> [Problem requirements]:
Find the line with "Reviewer note: confirm that each instance of the yellow". Repeat it and each line after it, exactly, down to the end of the records below.

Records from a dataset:
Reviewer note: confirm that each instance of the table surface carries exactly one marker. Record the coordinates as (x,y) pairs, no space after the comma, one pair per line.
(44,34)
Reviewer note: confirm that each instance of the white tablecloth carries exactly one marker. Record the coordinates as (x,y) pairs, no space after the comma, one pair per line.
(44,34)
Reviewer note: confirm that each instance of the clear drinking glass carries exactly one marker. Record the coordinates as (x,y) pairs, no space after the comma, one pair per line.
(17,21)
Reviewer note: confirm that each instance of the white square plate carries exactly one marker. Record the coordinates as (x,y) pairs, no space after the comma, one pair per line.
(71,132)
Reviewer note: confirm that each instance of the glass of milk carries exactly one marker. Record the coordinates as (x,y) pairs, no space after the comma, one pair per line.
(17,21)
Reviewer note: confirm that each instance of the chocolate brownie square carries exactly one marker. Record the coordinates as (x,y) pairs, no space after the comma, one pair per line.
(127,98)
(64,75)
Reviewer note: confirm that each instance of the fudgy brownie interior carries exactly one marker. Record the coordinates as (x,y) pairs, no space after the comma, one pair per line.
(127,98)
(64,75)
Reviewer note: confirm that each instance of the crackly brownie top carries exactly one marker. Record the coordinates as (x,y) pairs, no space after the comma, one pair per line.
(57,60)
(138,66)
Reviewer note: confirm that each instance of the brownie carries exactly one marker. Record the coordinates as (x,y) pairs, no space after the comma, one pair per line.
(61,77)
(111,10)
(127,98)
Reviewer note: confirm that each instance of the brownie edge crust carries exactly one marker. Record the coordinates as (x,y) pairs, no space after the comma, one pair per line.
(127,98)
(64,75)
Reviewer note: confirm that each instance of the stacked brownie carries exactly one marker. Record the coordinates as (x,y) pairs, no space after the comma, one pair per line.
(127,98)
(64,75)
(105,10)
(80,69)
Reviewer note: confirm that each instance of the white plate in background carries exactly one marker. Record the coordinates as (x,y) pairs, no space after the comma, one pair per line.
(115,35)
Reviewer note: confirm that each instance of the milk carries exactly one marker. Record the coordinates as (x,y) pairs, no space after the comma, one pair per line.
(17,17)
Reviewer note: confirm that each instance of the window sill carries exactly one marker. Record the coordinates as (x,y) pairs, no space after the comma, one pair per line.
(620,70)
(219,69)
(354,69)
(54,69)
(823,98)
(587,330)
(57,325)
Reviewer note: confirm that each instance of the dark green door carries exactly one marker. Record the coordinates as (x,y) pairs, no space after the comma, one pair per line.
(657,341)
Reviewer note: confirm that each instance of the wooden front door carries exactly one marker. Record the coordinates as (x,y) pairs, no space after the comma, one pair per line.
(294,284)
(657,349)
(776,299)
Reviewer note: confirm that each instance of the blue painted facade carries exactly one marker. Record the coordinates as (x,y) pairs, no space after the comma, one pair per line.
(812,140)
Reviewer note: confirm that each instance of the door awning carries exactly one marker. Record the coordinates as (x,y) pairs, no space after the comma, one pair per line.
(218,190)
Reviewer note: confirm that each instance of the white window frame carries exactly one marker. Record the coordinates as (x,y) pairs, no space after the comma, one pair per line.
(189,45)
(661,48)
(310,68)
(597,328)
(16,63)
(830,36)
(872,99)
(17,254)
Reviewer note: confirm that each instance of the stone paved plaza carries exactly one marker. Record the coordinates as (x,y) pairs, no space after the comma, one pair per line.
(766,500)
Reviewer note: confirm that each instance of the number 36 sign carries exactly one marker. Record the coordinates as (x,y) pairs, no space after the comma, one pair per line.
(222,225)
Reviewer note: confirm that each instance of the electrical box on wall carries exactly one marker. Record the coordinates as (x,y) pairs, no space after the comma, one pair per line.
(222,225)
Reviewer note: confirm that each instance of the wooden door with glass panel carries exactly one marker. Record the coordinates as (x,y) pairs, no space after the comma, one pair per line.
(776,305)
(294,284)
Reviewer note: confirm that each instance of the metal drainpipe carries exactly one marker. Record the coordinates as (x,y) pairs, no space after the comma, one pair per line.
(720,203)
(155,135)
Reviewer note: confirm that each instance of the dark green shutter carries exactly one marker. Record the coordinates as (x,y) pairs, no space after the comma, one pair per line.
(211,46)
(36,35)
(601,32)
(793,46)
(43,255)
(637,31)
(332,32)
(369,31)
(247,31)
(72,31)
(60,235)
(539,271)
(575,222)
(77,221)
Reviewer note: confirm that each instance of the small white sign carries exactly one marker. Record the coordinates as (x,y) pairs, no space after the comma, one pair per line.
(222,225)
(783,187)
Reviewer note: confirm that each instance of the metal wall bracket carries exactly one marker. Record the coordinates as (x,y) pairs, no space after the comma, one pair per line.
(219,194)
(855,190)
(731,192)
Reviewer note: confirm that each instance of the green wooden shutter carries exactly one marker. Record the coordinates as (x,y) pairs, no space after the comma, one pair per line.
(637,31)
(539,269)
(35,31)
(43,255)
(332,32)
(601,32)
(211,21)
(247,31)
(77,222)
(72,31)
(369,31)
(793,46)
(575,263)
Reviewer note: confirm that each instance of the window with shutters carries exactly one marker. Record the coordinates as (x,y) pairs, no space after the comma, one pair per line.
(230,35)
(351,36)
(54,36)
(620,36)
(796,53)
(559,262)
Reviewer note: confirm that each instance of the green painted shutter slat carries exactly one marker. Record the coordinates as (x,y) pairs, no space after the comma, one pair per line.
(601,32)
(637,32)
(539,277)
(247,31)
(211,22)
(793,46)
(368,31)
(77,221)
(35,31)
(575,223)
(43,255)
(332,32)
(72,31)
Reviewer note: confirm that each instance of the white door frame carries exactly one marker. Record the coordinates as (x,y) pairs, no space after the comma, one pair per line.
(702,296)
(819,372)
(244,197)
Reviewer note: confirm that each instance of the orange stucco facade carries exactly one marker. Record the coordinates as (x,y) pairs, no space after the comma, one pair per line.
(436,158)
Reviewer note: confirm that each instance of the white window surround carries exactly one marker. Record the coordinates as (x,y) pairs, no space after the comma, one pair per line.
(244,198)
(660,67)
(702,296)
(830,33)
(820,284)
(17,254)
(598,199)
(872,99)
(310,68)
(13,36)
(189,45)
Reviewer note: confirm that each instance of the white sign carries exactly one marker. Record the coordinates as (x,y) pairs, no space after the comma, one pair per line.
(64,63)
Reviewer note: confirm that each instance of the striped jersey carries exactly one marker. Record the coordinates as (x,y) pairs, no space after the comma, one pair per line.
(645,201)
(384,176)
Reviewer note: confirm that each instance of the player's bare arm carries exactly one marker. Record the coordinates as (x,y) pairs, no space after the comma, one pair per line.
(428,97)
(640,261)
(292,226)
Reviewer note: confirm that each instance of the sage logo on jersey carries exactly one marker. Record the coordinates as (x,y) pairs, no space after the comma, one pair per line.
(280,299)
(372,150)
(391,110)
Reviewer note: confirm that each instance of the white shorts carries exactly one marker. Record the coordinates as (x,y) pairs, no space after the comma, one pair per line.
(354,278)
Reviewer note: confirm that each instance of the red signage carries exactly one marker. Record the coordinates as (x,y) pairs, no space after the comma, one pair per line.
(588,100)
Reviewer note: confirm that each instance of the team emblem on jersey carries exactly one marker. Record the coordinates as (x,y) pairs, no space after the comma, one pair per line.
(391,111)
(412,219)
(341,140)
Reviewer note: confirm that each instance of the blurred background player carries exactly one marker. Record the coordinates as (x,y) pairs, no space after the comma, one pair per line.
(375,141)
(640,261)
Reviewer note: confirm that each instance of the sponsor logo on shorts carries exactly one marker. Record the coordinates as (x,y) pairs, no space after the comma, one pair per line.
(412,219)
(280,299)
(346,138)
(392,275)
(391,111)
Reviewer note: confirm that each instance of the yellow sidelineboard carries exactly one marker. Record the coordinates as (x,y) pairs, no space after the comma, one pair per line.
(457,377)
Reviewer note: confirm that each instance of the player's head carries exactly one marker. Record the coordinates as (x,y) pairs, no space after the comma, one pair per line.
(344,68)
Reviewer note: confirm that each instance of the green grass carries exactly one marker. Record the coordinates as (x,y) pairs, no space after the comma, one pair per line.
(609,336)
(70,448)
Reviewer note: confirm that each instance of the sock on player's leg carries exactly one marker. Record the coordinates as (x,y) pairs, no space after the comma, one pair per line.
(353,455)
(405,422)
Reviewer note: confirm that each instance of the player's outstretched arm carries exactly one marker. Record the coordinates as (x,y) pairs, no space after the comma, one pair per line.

> [Written answer]:
Reviewer note: confirm that each instance of the yellow sidelineboard carries exactly one marker. Record the coordinates as (x,y) pairs, no space after the comma, one pair per line.
(457,377)
Reviewer note: confirm that each instance of the player's head carries exactly one marker. Record the coordinates as (x,y) pairs, no space after the comma, one pair per line.
(344,68)
Reviewer note: confirm that each instance of the green grass carries exactly one marker. Record the coordinates as (x,y) pairs, no space after the comma, one pair per line.
(609,336)
(70,448)
Reviewer note: confirm that each instance of the sock on player's leg carries exactly one marker. Record the coordinates as (x,y) pairs, no space after the comma, one pair per line.
(353,455)
(405,422)
Reviewer note: confirm that each instance of the player's outstretched arm carries exactly one marker. Record the coordinates as (x,y) pairs, no space after the comma, one pair per line.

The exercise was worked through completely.